Records from a data collection:
· · · · ·

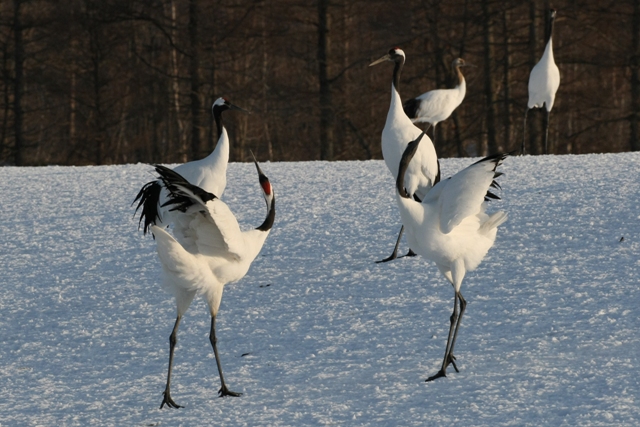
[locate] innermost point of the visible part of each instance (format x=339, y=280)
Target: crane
x=205, y=253
x=209, y=173
x=450, y=227
x=424, y=170
x=544, y=81
x=437, y=105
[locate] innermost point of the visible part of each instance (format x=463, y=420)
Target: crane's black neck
x=397, y=70
x=408, y=154
x=459, y=76
x=271, y=216
x=552, y=20
x=217, y=115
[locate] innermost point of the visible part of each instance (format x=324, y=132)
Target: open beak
x=235, y=107
x=256, y=163
x=387, y=57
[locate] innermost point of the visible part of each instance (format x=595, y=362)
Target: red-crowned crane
x=437, y=105
x=424, y=171
x=450, y=227
x=544, y=81
x=205, y=253
x=209, y=173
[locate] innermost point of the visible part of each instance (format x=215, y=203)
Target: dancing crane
x=424, y=170
x=208, y=251
x=438, y=104
x=209, y=173
x=544, y=81
x=450, y=227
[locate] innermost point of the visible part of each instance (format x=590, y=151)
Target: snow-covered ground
x=317, y=333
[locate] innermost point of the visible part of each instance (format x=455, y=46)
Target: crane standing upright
x=450, y=227
x=437, y=105
x=209, y=173
x=424, y=171
x=208, y=251
x=544, y=81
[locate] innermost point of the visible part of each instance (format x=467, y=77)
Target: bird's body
x=437, y=105
x=208, y=251
x=450, y=226
x=423, y=171
x=209, y=173
x=544, y=82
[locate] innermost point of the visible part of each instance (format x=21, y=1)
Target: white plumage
x=544, y=81
x=423, y=171
x=437, y=105
x=209, y=173
x=207, y=251
x=450, y=227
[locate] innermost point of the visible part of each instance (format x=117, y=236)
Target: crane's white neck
x=548, y=51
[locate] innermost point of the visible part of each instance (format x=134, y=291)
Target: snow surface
x=550, y=336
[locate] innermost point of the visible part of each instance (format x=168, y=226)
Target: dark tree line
x=114, y=81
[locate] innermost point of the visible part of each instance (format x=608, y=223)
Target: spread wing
x=462, y=195
x=206, y=221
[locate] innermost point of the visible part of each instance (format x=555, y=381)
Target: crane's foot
x=451, y=360
x=441, y=373
x=409, y=254
x=224, y=391
x=167, y=400
x=389, y=258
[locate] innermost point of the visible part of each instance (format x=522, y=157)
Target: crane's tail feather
x=497, y=160
x=149, y=198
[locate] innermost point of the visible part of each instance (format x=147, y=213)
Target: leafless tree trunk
x=325, y=95
x=18, y=84
x=492, y=145
x=634, y=117
x=194, y=74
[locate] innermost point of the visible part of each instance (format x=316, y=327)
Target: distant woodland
x=92, y=82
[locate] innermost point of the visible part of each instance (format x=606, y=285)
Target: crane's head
x=459, y=62
x=394, y=55
x=222, y=104
x=269, y=198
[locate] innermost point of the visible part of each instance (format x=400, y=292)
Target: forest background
x=119, y=81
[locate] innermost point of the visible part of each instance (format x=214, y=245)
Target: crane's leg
x=448, y=350
x=224, y=391
x=394, y=255
x=463, y=306
x=546, y=133
x=524, y=132
x=173, y=340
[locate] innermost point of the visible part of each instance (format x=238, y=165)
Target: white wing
x=463, y=194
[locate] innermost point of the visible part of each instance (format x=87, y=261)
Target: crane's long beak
x=235, y=107
x=387, y=57
x=256, y=163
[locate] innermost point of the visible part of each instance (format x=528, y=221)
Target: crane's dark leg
x=546, y=133
x=394, y=255
x=524, y=132
x=463, y=307
x=448, y=353
x=173, y=340
x=224, y=391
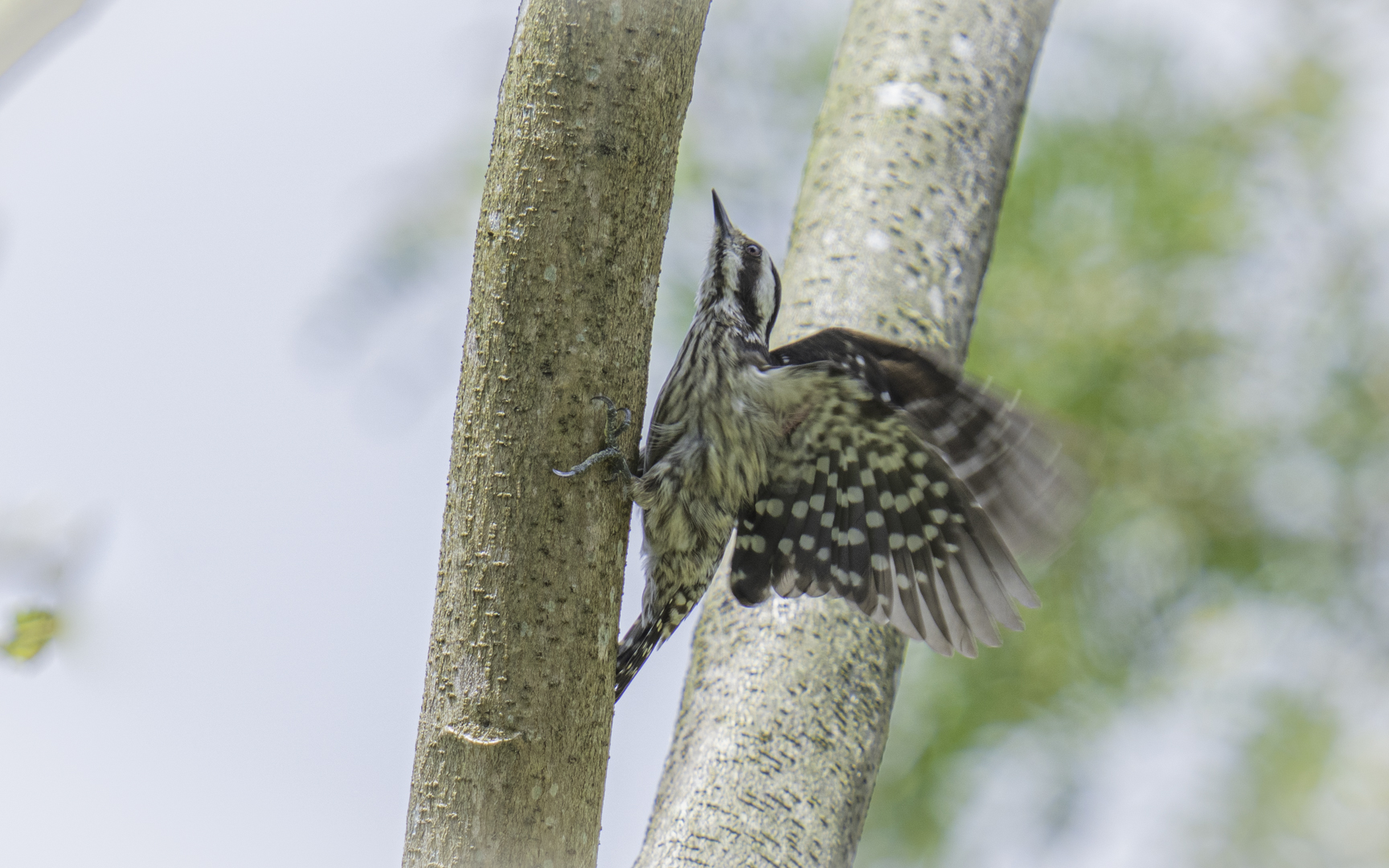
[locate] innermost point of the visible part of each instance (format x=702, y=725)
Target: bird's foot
x=618, y=420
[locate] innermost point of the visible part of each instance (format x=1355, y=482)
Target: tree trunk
x=786, y=704
x=518, y=689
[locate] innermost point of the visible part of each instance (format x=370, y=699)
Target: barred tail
x=637, y=646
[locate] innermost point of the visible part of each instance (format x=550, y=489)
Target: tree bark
x=786, y=704
x=518, y=689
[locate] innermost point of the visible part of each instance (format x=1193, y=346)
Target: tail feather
x=637, y=646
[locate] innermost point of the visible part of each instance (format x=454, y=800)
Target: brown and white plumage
x=845, y=465
x=903, y=489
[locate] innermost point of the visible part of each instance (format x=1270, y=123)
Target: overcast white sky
x=179, y=186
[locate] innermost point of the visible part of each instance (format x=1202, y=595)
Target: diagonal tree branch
x=786, y=704
x=518, y=690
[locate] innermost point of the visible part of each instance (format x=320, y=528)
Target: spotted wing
x=898, y=488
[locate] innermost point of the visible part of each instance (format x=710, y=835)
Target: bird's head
x=740, y=280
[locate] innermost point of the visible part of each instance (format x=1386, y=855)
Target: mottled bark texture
x=786, y=704
x=518, y=692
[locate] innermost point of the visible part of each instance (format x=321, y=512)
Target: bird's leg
x=617, y=423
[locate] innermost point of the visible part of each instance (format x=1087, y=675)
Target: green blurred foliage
x=1112, y=252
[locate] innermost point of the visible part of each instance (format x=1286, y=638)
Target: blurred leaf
x=34, y=629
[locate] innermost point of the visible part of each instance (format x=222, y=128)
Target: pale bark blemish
x=477, y=734
x=908, y=95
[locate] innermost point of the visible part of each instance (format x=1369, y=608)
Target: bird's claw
x=618, y=420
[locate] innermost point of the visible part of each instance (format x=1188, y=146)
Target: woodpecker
x=841, y=465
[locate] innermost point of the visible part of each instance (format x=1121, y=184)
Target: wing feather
x=904, y=490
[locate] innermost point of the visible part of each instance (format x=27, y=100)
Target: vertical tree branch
x=786, y=704
x=518, y=690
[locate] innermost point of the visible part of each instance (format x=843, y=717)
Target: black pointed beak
x=725, y=225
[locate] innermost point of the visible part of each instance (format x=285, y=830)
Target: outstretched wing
x=906, y=490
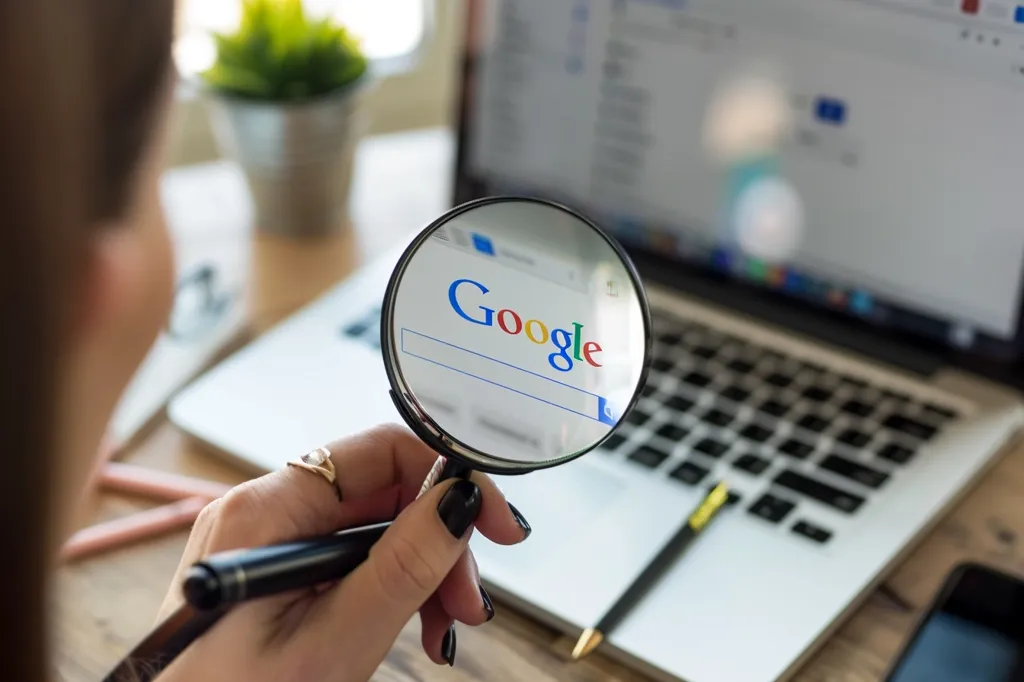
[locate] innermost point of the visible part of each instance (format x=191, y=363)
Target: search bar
x=509, y=377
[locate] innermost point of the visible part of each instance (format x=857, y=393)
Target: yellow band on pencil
x=708, y=508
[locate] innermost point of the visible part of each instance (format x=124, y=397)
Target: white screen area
x=903, y=132
x=518, y=348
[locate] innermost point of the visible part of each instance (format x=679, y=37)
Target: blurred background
x=413, y=42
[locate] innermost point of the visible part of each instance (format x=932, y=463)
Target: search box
x=509, y=377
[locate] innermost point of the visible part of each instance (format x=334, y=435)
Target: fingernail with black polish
x=460, y=507
x=521, y=520
x=487, y=605
x=448, y=646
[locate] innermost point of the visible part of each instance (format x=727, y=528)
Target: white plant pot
x=297, y=158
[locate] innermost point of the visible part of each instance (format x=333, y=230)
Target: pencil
x=158, y=484
x=592, y=637
x=142, y=525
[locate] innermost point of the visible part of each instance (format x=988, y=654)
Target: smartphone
x=972, y=632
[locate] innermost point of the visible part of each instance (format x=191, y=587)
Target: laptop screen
x=863, y=157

· · · · ·

# WORK TO COMPLETE
In the copy you write, the data above must appear exactly, with no pictures.

# ANSWER SECTION
[locate] innermost point of the visible part of each instance (format x=339, y=280)
Target: crane
x=205, y=253
x=209, y=173
x=450, y=227
x=424, y=170
x=544, y=81
x=437, y=105
[locate] innermost point of the visible part of each instance (format x=463, y=420)
Target: crane's black neck
x=397, y=70
x=408, y=154
x=459, y=76
x=271, y=216
x=552, y=20
x=217, y=115
[locate] innermost point of the visible part of each instance (format x=324, y=132)
Target: open beak
x=235, y=107
x=256, y=163
x=387, y=57
[locate] innermost point of the visible part of each instance (format x=595, y=362)
Target: red-crowned crane
x=437, y=105
x=424, y=171
x=450, y=227
x=544, y=81
x=205, y=253
x=209, y=173
[locate] innermost point of the visible part of each instance (format x=215, y=203)
Target: dancing crane
x=424, y=170
x=208, y=251
x=438, y=104
x=209, y=173
x=544, y=81
x=450, y=227
[locate] innermost point of the visible part of each instance (format x=590, y=151)
Target: snow-covered ground
x=317, y=333
[locate] innermost point of the visible part of each instance (format x=455, y=46)
Target: crane standing upright
x=450, y=227
x=437, y=105
x=209, y=173
x=424, y=171
x=208, y=251
x=544, y=81
[locate] innermost point of the visible part of each instance (format x=467, y=77)
Target: bird's body
x=437, y=105
x=208, y=251
x=450, y=226
x=423, y=171
x=209, y=173
x=544, y=82
[locate] innermost point of the visible part of each instance (format x=21, y=1)
Target: white plumage
x=544, y=81
x=423, y=171
x=437, y=105
x=209, y=173
x=207, y=251
x=450, y=227
[locate] innermost point of the visible part of each instance (format x=117, y=236)
Target: crane's white neck
x=548, y=51
[locate] innermost point of the visible part of each instance (format x=134, y=291)
Target: snow surface
x=550, y=336
[locate] innermost point of the visible part of each instance (format x=168, y=226)
Target: dark tree line
x=114, y=81
[locate] innermost point of the visible part of each instance (format x=608, y=223)
Target: spread wing
x=462, y=195
x=206, y=221
[locate] innermost point of the visible part of each instance (format x=555, y=381)
Target: crane's foot
x=451, y=360
x=441, y=373
x=409, y=254
x=224, y=391
x=167, y=400
x=389, y=258
[locate] innermost point of the visible part of each instance (format x=522, y=157)
Target: crane's tail feather
x=497, y=160
x=149, y=198
[locate] innermost point of the visible part of each instance (format x=147, y=213)
Target: leafless tree trunk
x=325, y=95
x=18, y=84
x=492, y=145
x=634, y=117
x=194, y=74
[locate] innermost point of the visible part of each instance (format x=316, y=327)
Target: distant woodland
x=92, y=82
[locate] innermost point of the visible part of each instance (format x=606, y=285)
Target: crane's head
x=459, y=62
x=394, y=55
x=222, y=104
x=269, y=198
[locate] innermost point of the visible part of each instance (format x=400, y=292)
Target: forest background
x=119, y=81
[locate] innermost point of the visible part of each instance (format x=214, y=245)
Target: crane's leg
x=448, y=350
x=224, y=391
x=394, y=255
x=463, y=306
x=546, y=133
x=524, y=132
x=173, y=340
[locate] innermost point of the visible part of each instance (format x=238, y=165)
Target: white wing
x=463, y=194
[locate] innermost point of the visible part of each instance (format x=87, y=261)
Target: crane's long beak
x=235, y=107
x=387, y=57
x=256, y=163
[locate] innermost point of the visible part of each instance (format x=528, y=221)
Target: crane's dark leg
x=546, y=133
x=394, y=255
x=524, y=132
x=463, y=307
x=448, y=353
x=173, y=340
x=224, y=391
[locate] innermost point of the visible part of each instance (format x=702, y=725)
Target: bird's foot
x=618, y=420
[locate] innermost point of the visible part of each instance (format x=1355, y=482)
Target: tree trunk
x=786, y=704
x=518, y=689
[locate] innermost point of the visible part of each instance (format x=370, y=699)
Target: barred tail
x=637, y=646
[locate] innermost point of the visible part of each instance (format x=550, y=489)
Target: tree bark
x=786, y=704
x=518, y=689
[locate] innermost point of the visible part of each instance (format x=1193, y=346)
Target: tail feather
x=637, y=646
[locate] innermost point of the visible part of each instance (format x=454, y=800)
Target: brown and white plumage
x=845, y=465
x=903, y=489
[locate] innermost point of the visible part of each instance (format x=1270, y=123)
Target: overcast white sky
x=179, y=186
[locate] innermost point of the visible part of each instance (format x=1202, y=595)
Target: diagonal tree branch
x=786, y=704
x=518, y=690
[locate] innermost point of the visible part of each instance (format x=320, y=528)
Target: spotted wing
x=898, y=488
[locate] innermost point of the visible part of each instance (format x=710, y=835)
Target: bird's head
x=740, y=280
[locate] innermost point of the visible part of each instance (format x=1386, y=855)
Target: mottled bark texture
x=786, y=704
x=518, y=692
[locate] innermost point of the visible part of each instance (format x=321, y=512)
Target: bird's leg
x=617, y=423
[locate] innermost point of the visible part of each instance (format x=1087, y=675)
Target: green blurred foliage
x=1112, y=252
[locate] innermost point of the visible part of each instance (format x=1286, y=638)
Target: blurred leaf
x=34, y=629
[locate] innermost point of the visible part of each instance (format x=222, y=128)
Target: pale bark blemish
x=477, y=734
x=908, y=95
[locate] innermost point of the visible part of each instance (format x=1369, y=608)
Target: bird's claw
x=618, y=420
[locate] innermost point of the visible part of each instance (format x=1188, y=146)
Target: woodpecker
x=841, y=465
[locate] innermost point of the visible part of each instance (format x=1121, y=184)
Target: wing feather
x=904, y=490
[locate] innermost point of the visible part of each instance (format x=27, y=100)
Target: vertical tree branch
x=786, y=704
x=518, y=690
[locate] innermost point of the visible part of each instance (format x=843, y=717)
Target: black pointed beak
x=725, y=225
[locate] innermost point of the visible part of each instance (format x=285, y=830)
Target: outstretched wing
x=906, y=490
[locate] innermost point of the visible part of each instance (format x=191, y=363)
Target: search bar
x=509, y=377
[locate] innermost point of the visible part of each instance (format x=857, y=393)
Target: yellow band on pencil
x=708, y=508
[locate] innermost point of the visible part of each instance (format x=124, y=397)
Target: white screen area
x=903, y=132
x=518, y=348
[locate] innermost point of the visible part of each instance (format x=679, y=37)
Target: blurred background
x=413, y=42
[locate] innermost point of the visible part of each instance (format x=932, y=463)
Target: search box
x=509, y=377
[locate] innermost point of the visible part of each instance (format x=334, y=435)
Target: fingernail with black polish
x=460, y=507
x=521, y=520
x=487, y=605
x=448, y=646
[locate] innermost point of the visible part of each instance (format x=727, y=528)
Target: white plant pot
x=297, y=158
[locate] innermost point of the visible part of each instance (format x=333, y=230)
Target: pencil
x=158, y=484
x=592, y=637
x=142, y=525
[locate] innermost point of the visible part of each instance (format x=988, y=654)
Target: smartphone
x=972, y=632
[locate] innermost point of the visible part of each instance (format x=191, y=587)
Target: laptop screen
x=863, y=157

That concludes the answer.